Isabelle Pierre (flûte), Alexandre Chabod (clarinette), Philippe Poncet, Christophe Vella, Damien Petitjean, Jean-Baptiste Leclère (percussions), Jean-Yves Sebillotte (piano préparé, percussions)


(© Jean-Pierre Delagarde)


Proposés par les musiciens de l’Orchestre de l’Opéra national de Paris du 7 septembre au 12 juillet et toujours présentés par Hélène Pierrakos, les huit «Dimanches musicaux au Palais Garnier» ont, parmi beaucoup d’autres mérites, celui d’explorer des répertoires peu fréquentés, à l’image du deuxième programme de la saison: même si son but était de rendre hommage à une personnalité reconnue et célébrée, Elliott Carter, à quelques jours de ses cent ans, on ne peut dire qu’il soit souvent donné l’occasion au public d’entendre les différentes pages sélectionnées pour l’occasion.


Carter a dédié Esprit Rude/Esprit Doux (1985) puis Esprit Rude/Esprit Doux II (1994) à Pierre Boulez, la première (associant flûte et clarinette) pour son soixantième anniversaire, la seconde (à laquelle se joint un marimba) «en célébration de son soixante-dixième anniversaire avec profonde admiration et amitié affectueuse», conçue pour s’enchaîner à la première, afin de former ainsi une unique pièce d’environ dix minutes. Plus lyrique dans son second volet, l’ensemble surprend cependant avant tout par son caractère ludique, volubile et virtuose, mis en valeur par Isabelle Pierre et Alexandre Chabod. En deux séries de deux («Recitative» et «Improvisation», puis «Saeta» et «Canaries»), Philippe Poncet interprète avec un spectaculaire brio quatre des Huit pièces (1949/1966) pour timbales: un recueil non seulement emblématique des recherches de Carter sur la «modulation métrique» mais aussi fondateur pour l’instrument.

++++++++++

Répondez aux questions suivantes à partir du texte cité sur le concert en hommage à Elliott Carter.
1. Qui présente les « Dimanches musicaux au Palais Garnier » ?
2. À qui Carter a-t-il dédié Esprit Rude/Esprit Doux ?
3. Quel instrument se joint à la flûte et à la clarinette dans Esprit Rude/Esprit Doux II ?

++++++++++

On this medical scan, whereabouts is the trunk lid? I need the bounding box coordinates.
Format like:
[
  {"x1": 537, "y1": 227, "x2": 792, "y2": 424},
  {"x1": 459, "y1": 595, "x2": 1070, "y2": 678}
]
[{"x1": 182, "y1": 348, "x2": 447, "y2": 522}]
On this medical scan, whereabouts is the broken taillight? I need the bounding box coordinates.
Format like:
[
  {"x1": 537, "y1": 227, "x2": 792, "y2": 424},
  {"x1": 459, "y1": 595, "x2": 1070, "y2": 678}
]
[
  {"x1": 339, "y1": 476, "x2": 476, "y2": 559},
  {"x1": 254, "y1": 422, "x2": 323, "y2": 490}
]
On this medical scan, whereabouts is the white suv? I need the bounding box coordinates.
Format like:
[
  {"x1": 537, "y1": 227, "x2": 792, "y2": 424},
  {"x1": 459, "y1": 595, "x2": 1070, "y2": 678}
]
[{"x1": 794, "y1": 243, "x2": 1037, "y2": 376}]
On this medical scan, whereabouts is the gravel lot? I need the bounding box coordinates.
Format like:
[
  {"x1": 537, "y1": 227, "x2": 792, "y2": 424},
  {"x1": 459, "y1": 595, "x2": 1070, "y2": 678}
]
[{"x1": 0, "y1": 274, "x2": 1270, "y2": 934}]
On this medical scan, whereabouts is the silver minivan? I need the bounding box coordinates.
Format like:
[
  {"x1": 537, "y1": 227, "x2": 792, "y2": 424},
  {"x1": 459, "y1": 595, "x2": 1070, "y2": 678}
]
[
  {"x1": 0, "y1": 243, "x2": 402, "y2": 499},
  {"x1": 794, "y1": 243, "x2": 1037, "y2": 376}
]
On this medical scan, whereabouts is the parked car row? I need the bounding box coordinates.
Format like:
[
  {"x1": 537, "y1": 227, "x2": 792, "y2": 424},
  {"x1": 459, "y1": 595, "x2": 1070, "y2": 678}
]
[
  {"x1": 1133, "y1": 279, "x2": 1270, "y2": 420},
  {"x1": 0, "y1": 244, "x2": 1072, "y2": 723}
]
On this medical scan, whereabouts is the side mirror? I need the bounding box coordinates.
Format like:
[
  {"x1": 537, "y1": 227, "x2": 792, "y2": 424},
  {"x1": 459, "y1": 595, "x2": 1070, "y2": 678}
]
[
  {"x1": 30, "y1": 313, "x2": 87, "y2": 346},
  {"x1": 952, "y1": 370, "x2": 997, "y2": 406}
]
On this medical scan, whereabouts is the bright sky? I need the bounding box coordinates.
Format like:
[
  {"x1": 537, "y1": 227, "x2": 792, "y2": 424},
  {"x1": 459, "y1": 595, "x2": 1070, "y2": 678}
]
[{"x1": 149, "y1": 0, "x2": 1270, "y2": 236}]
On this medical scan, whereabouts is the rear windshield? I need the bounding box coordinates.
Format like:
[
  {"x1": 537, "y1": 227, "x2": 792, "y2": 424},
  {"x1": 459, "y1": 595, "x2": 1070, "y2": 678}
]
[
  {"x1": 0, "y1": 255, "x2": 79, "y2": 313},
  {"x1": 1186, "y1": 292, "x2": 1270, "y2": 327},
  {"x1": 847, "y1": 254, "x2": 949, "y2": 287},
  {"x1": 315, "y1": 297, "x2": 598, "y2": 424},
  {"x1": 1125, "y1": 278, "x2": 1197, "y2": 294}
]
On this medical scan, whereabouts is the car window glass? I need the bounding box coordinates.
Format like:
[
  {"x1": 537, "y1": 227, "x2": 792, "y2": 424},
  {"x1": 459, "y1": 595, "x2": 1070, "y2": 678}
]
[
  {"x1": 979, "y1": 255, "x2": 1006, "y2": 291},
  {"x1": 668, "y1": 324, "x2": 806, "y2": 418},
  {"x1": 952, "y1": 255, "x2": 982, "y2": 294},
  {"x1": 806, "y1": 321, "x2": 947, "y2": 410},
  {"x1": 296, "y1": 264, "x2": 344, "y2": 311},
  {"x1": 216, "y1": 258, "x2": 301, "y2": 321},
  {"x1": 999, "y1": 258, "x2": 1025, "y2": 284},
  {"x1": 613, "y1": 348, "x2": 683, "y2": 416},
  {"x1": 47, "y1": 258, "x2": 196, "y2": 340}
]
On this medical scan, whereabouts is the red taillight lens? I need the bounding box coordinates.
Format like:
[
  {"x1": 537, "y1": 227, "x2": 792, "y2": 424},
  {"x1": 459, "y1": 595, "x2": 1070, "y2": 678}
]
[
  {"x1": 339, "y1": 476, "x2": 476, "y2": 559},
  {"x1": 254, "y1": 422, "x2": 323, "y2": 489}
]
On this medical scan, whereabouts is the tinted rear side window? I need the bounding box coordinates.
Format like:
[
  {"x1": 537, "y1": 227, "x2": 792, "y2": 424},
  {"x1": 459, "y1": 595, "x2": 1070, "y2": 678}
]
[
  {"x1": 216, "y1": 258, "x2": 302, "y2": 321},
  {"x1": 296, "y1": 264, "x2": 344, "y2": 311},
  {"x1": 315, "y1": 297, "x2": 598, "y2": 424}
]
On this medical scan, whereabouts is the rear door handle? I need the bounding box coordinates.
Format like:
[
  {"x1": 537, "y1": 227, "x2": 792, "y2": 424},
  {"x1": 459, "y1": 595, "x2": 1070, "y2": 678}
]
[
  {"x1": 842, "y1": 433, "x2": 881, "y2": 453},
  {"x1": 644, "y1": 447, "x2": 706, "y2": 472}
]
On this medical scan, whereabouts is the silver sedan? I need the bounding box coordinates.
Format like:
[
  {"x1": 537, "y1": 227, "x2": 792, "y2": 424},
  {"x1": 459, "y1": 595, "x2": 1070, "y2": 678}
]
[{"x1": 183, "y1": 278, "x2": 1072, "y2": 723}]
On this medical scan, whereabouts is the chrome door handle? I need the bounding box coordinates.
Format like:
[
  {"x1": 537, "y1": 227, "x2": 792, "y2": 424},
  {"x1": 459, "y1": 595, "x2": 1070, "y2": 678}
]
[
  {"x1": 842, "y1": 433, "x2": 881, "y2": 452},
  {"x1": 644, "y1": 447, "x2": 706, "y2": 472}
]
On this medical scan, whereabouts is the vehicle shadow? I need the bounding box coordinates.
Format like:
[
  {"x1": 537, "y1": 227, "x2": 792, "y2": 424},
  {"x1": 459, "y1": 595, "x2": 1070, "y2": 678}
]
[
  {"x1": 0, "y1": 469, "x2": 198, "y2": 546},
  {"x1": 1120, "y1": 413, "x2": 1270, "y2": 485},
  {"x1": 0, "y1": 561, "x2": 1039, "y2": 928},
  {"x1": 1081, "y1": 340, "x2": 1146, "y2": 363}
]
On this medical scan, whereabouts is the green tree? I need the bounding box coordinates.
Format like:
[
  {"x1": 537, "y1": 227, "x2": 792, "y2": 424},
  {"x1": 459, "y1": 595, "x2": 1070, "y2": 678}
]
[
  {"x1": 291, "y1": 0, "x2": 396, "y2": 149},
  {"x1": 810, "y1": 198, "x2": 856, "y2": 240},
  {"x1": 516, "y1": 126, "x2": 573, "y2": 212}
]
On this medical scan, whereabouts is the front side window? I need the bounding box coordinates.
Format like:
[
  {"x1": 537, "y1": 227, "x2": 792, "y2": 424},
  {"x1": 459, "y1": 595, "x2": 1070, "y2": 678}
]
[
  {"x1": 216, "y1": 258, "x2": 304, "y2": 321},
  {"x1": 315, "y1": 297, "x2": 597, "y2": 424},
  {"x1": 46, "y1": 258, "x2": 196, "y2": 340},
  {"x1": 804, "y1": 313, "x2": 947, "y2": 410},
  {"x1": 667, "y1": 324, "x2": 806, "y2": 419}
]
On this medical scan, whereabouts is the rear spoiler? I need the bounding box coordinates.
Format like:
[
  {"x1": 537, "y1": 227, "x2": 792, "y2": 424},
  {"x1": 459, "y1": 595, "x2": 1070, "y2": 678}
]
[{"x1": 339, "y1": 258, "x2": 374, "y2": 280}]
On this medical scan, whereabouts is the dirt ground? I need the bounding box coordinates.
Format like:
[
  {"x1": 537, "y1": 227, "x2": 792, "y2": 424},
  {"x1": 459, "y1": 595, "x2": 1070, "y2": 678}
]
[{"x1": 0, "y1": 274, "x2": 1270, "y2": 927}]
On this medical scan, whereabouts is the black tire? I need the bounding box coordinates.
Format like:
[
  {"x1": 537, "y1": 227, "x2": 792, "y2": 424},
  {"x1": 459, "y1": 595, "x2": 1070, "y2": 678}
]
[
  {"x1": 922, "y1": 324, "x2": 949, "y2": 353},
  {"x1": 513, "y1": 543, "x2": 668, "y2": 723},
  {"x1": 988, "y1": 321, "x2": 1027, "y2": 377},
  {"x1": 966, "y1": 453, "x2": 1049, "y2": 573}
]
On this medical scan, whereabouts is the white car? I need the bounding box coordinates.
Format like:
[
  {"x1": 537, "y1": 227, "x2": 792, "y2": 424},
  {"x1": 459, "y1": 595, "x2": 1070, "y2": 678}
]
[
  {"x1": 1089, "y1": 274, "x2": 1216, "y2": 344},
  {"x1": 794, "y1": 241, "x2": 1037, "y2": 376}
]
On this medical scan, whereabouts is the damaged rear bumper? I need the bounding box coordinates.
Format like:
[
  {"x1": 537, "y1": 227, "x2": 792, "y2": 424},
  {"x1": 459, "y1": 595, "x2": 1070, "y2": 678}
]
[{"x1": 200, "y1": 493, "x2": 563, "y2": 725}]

++++++++++

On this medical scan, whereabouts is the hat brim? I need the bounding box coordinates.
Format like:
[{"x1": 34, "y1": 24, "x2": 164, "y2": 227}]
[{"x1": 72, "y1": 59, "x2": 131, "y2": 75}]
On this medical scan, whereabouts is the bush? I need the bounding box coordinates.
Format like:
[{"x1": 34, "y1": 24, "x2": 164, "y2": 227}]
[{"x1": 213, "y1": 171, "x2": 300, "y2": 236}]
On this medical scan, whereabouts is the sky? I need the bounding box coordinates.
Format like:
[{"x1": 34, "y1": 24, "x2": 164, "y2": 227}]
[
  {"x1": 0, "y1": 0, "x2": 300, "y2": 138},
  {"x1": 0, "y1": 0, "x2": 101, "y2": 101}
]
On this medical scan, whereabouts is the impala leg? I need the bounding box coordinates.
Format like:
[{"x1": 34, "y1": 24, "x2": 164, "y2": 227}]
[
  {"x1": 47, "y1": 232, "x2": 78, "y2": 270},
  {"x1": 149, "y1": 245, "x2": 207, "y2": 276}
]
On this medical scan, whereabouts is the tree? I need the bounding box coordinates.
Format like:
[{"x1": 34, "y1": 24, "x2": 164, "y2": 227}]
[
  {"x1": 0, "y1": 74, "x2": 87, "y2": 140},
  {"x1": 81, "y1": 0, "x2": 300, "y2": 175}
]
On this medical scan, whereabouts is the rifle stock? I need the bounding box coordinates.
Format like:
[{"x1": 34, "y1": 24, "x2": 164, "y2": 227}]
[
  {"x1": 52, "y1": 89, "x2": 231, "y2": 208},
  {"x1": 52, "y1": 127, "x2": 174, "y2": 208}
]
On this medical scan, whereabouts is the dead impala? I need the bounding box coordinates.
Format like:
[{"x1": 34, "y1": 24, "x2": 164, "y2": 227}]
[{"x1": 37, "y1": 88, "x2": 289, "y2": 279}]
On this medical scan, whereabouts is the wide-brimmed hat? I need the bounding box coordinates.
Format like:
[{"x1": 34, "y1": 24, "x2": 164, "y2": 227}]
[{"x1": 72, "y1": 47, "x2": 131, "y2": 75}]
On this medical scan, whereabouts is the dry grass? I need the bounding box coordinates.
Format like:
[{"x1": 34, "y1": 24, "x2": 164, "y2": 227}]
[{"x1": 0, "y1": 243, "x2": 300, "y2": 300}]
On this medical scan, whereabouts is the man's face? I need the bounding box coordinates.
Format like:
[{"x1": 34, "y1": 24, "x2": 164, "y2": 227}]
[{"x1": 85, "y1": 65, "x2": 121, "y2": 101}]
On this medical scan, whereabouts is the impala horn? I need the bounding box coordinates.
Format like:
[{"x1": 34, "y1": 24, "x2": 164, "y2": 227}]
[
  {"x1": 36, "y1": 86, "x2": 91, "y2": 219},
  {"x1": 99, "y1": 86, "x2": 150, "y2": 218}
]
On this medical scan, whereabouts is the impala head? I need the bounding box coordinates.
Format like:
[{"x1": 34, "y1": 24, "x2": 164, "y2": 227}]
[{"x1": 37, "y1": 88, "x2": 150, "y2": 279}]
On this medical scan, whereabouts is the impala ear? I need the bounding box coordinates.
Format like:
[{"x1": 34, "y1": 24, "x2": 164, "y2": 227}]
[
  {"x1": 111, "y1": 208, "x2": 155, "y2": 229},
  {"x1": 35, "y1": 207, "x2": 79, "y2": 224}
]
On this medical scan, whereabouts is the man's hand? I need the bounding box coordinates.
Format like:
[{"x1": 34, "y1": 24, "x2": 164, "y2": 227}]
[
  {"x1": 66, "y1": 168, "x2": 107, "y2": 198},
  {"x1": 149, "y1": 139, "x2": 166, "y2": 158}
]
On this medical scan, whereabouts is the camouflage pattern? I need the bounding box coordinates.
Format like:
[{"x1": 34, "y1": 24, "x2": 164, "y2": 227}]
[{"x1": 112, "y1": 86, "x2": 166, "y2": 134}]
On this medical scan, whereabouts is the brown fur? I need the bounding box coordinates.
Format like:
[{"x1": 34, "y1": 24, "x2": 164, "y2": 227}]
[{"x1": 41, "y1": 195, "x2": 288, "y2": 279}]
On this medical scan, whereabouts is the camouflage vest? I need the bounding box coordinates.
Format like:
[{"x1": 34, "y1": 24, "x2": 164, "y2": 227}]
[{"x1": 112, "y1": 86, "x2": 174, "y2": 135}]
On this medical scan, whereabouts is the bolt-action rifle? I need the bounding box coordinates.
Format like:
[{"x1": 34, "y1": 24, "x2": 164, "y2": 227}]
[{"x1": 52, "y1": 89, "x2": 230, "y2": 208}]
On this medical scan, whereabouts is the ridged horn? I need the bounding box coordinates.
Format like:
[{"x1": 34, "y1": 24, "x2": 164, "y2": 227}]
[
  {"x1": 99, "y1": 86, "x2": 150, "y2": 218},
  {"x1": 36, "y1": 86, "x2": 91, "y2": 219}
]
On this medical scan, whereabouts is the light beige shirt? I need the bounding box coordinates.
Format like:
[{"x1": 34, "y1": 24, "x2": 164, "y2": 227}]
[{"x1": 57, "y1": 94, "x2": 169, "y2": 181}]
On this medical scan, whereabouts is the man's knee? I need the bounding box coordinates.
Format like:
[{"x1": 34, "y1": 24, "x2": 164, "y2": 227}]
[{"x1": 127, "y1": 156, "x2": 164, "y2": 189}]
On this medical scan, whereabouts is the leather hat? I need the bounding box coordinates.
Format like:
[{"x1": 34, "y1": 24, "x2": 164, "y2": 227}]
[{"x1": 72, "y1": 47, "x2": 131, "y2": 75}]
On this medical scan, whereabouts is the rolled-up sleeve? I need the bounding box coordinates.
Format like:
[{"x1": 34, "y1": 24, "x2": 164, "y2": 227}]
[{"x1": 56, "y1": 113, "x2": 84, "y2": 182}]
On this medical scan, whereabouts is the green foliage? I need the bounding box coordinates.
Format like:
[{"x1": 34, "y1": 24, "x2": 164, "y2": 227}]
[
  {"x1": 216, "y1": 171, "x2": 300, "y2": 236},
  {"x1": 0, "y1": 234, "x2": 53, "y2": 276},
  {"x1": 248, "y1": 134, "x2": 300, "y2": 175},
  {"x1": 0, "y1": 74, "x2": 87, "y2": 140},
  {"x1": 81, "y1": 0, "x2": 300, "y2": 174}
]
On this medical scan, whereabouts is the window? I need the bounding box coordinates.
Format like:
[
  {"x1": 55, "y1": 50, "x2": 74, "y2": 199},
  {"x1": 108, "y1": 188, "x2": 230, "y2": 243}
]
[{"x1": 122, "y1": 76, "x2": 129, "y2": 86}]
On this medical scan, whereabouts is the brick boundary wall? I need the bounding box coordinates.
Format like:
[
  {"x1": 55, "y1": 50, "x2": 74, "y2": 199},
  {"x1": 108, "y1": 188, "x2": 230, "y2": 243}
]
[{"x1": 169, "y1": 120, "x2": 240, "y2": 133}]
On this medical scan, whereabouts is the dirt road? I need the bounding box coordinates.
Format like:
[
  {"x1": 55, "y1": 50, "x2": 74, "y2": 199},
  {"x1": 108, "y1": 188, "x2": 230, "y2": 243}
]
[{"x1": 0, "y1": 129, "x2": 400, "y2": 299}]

++++++++++

RÉPONSE ATTENDUE:
1. Hélène Pierrakos.
2. À Pierre Boulez.
3. Un marimba.